[Stored dataset items]
□ □ □ □ □
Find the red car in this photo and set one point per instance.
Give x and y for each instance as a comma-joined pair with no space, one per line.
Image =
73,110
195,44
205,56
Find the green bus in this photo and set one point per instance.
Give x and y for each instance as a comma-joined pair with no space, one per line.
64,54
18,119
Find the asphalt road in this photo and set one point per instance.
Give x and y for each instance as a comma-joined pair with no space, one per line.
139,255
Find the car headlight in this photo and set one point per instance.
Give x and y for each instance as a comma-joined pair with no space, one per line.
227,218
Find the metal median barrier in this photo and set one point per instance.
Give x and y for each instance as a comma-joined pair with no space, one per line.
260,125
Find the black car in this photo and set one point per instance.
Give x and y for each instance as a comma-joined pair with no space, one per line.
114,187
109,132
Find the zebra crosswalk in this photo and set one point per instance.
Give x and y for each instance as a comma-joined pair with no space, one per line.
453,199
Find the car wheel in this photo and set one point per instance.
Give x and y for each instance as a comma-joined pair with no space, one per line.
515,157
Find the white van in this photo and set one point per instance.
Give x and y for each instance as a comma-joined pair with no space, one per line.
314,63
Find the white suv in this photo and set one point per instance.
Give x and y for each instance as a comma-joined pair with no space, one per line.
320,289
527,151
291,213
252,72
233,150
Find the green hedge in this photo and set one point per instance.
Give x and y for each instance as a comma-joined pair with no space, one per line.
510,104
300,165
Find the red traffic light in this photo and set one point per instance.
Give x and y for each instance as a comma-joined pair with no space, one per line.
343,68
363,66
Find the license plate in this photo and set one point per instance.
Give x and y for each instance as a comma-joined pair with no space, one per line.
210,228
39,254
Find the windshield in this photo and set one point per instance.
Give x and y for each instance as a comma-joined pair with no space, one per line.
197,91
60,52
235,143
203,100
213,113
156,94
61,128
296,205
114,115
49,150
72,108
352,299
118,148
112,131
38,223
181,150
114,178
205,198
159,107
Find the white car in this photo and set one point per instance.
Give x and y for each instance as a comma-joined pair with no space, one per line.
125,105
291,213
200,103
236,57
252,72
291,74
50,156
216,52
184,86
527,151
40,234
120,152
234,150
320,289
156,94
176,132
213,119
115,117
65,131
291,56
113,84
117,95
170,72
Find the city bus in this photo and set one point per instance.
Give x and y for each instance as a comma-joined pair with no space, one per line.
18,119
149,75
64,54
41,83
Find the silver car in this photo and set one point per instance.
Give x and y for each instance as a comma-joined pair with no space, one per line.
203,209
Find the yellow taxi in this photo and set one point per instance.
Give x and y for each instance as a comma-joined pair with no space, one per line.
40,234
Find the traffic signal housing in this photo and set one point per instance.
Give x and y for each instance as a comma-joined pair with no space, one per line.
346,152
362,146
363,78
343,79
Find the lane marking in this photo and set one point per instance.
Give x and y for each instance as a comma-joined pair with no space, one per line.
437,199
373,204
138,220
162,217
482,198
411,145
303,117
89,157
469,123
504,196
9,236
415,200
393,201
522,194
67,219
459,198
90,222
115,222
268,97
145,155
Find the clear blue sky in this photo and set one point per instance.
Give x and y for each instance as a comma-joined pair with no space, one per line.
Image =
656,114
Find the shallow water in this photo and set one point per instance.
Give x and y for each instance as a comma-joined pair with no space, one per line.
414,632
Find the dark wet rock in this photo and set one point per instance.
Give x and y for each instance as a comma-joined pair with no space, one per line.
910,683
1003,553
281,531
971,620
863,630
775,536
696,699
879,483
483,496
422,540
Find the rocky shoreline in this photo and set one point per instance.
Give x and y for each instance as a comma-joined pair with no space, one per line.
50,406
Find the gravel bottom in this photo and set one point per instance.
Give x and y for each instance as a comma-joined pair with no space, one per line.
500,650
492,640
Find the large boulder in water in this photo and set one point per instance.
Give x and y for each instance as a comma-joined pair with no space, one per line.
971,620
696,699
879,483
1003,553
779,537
□ □ □ □ □
Give only the number of lines in the entries that contain "water".

ANSWER BOX
2